[Photo-based referring expression data]
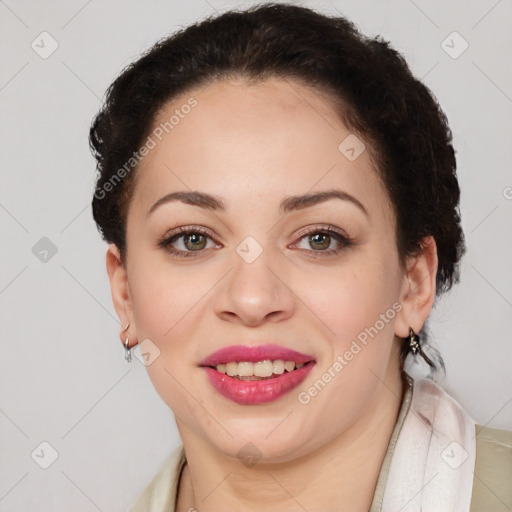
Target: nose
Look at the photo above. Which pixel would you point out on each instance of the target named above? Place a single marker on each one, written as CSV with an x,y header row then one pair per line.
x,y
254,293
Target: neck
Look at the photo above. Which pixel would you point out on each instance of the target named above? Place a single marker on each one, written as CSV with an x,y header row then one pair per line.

● ASSIGNMENT:
All lines from the one with "Target: neck" through the end of the records need to be copied exactly, and no other lines.

● EXPECTED OUTPUT:
Target: neck
Look at the photo above. Which pixel would you point out on each instance of the target named above? Place a single marker on each one, written as CSV with an x,y header row then one pair per line.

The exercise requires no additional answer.